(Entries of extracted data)
####################

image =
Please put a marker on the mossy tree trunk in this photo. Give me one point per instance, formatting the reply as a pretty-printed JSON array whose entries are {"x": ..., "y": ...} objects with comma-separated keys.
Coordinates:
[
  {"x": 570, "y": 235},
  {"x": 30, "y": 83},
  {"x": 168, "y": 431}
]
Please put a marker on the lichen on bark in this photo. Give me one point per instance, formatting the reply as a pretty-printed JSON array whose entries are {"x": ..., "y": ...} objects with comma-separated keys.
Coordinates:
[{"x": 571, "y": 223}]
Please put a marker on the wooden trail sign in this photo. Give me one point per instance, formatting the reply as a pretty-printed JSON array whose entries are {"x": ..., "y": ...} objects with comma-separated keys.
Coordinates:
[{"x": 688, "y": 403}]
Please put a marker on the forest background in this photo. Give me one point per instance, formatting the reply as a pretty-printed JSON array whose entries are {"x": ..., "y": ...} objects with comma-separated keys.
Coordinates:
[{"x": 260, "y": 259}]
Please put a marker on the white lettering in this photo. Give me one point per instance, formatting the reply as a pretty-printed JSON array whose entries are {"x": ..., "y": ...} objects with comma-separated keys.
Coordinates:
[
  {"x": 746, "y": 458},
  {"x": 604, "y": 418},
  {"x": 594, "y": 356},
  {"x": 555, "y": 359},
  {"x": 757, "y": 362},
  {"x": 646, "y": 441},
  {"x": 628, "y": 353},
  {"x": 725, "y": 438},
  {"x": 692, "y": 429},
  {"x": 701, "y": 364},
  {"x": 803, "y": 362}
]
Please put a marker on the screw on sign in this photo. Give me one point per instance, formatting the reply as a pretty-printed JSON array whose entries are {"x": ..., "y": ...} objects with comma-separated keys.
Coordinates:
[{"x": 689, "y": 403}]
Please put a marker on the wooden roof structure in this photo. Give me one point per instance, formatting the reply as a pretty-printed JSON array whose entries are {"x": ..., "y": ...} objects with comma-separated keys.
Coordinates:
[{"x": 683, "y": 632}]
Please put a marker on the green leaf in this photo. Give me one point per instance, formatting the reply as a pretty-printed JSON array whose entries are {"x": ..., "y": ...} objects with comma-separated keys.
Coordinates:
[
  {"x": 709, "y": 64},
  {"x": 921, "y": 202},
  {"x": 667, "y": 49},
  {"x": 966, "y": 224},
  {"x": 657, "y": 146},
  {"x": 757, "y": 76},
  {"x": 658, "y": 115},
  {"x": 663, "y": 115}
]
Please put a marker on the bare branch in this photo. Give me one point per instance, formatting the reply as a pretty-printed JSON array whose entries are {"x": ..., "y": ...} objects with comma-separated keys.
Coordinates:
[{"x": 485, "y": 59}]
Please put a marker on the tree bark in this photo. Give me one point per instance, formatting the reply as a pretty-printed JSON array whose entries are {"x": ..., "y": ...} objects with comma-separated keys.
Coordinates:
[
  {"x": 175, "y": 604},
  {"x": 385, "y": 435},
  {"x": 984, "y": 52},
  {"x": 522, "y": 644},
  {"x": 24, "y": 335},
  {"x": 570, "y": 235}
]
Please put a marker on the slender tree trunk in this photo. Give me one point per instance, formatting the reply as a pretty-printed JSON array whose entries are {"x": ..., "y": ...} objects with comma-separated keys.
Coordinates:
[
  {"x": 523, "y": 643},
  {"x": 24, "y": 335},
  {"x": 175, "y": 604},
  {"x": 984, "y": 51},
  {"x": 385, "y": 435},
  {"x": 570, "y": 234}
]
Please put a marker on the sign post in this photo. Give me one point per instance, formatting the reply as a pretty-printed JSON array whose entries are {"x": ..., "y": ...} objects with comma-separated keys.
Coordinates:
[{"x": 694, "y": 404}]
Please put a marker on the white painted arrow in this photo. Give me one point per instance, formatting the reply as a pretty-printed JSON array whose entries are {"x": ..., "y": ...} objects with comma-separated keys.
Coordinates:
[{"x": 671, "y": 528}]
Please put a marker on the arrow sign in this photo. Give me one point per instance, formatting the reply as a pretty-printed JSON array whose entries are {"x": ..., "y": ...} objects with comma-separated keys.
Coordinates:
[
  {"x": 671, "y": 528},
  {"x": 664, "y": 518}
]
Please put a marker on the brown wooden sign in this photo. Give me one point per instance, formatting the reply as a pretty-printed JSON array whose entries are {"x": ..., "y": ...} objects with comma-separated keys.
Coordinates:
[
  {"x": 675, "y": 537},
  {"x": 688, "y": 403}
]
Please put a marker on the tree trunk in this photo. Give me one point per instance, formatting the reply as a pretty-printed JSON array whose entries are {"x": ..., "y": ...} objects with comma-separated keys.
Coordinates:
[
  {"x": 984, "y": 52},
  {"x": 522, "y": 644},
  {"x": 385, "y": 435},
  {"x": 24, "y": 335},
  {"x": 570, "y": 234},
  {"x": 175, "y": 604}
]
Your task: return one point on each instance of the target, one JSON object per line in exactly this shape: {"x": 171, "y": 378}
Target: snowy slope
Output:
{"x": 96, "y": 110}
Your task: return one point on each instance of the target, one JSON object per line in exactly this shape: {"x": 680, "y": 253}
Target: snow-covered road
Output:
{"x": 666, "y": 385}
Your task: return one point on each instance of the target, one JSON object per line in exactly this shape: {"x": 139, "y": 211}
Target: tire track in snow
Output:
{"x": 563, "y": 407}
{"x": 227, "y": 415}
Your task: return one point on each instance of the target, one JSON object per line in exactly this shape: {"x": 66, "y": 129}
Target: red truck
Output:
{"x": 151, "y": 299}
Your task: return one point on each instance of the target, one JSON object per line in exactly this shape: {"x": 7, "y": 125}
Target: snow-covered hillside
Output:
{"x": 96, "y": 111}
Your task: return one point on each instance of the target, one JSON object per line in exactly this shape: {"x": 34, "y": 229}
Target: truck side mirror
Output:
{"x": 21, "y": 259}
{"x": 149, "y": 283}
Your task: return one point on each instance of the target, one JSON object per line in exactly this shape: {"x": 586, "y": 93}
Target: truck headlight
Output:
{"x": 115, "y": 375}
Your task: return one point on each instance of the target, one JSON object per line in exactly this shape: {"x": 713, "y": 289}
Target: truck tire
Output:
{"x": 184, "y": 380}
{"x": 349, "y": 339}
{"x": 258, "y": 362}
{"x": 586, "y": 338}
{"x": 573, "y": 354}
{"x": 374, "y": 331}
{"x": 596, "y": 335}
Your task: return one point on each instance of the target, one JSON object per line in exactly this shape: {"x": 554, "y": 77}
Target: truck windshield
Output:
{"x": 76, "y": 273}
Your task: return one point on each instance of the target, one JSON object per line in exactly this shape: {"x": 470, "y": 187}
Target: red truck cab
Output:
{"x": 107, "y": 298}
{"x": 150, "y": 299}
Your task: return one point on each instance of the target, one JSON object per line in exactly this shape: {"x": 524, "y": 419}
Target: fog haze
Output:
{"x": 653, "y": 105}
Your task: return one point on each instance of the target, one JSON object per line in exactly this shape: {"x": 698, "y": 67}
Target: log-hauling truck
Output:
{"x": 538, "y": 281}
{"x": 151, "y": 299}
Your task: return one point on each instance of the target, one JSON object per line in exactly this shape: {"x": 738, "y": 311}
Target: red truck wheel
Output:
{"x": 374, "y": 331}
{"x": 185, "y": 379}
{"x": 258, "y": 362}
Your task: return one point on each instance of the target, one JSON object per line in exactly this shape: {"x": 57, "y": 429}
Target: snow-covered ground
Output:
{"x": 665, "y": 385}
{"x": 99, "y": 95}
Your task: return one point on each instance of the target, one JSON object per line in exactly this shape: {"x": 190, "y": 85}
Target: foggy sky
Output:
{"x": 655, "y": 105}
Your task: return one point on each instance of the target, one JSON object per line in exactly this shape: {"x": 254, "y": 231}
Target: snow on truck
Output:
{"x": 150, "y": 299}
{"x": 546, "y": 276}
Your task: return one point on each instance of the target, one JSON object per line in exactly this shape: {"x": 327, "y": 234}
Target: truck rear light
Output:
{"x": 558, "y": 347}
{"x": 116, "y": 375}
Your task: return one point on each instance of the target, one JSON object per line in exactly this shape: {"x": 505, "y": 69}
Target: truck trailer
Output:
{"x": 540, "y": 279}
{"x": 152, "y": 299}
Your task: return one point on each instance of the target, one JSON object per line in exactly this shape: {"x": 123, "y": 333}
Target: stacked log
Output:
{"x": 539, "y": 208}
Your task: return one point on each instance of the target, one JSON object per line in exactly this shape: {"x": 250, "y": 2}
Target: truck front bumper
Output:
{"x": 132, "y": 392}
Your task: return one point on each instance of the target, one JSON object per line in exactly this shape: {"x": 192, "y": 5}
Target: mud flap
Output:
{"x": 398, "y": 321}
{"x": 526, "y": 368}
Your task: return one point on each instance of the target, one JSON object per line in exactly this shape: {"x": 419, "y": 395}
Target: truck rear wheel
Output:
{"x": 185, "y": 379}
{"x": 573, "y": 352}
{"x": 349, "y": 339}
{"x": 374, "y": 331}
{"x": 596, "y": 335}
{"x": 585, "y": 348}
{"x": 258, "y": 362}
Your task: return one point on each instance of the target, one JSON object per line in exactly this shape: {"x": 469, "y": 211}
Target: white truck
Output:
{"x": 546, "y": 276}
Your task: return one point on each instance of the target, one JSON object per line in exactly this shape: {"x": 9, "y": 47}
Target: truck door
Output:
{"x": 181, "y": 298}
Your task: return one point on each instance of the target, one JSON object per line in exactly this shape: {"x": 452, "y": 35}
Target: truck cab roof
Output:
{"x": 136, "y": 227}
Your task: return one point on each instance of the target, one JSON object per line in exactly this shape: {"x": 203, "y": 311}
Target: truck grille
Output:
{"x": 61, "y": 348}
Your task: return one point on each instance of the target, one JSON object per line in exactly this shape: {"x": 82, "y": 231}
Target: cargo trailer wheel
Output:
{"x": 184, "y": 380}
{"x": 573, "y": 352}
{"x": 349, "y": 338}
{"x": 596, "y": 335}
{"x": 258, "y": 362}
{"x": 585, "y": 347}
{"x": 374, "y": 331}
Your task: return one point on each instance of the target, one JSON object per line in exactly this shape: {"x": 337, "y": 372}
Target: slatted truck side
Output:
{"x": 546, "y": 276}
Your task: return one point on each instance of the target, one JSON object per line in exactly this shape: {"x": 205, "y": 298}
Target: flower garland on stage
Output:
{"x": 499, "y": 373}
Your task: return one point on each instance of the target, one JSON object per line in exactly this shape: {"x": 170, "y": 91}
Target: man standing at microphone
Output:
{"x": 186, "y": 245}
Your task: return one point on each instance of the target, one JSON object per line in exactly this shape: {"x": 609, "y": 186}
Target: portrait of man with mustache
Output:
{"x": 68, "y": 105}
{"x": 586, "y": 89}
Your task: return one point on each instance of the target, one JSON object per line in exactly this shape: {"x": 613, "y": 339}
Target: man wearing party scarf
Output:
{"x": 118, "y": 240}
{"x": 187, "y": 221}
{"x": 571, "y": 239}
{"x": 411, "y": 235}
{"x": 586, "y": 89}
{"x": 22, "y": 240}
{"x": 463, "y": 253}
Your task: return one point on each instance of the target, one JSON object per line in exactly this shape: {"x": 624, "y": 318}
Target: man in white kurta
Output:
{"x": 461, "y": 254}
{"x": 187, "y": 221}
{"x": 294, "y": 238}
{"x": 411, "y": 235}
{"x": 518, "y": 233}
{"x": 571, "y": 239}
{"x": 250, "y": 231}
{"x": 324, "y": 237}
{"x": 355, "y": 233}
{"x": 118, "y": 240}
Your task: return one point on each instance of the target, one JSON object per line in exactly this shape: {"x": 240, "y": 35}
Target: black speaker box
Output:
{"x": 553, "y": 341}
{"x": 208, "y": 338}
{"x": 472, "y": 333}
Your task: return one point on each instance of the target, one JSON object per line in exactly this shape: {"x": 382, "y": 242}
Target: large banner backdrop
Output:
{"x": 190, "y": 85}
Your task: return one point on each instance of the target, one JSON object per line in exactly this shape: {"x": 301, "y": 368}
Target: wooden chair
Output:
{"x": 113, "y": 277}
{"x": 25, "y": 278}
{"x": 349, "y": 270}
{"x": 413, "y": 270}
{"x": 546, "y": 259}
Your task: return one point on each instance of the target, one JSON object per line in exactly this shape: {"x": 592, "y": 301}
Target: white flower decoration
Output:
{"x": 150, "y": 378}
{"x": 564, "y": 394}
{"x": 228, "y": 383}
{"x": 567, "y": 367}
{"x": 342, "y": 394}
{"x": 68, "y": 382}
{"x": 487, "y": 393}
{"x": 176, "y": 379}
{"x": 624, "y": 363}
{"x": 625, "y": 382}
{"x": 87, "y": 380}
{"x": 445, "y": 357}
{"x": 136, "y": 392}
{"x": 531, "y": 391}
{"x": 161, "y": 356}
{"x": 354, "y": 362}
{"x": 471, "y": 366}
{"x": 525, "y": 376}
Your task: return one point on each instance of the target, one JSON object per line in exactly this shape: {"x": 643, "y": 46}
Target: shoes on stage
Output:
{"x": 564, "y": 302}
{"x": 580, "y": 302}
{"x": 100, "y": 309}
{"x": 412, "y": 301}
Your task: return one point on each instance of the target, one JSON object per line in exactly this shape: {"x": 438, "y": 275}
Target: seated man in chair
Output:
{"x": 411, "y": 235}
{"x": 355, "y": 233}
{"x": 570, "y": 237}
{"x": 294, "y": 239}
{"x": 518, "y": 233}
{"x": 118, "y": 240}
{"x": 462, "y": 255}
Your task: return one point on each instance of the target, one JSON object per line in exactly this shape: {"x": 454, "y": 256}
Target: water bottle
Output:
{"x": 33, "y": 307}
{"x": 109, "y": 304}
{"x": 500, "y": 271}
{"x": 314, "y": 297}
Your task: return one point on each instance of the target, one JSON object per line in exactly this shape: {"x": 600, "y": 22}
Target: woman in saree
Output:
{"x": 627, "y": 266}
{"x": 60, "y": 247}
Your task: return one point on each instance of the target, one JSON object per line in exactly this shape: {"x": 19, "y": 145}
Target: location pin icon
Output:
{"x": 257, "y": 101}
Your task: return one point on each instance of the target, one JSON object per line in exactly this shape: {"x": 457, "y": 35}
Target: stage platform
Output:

####################

What is being asked
Locate each line in the items above that contains the string "wheel" and copy those lines, treating uppercase and lowercase letters as distinct.

Completed exercise
Target: red truck wheel
Target: truck rear wheel
Target: cargo trailer wheel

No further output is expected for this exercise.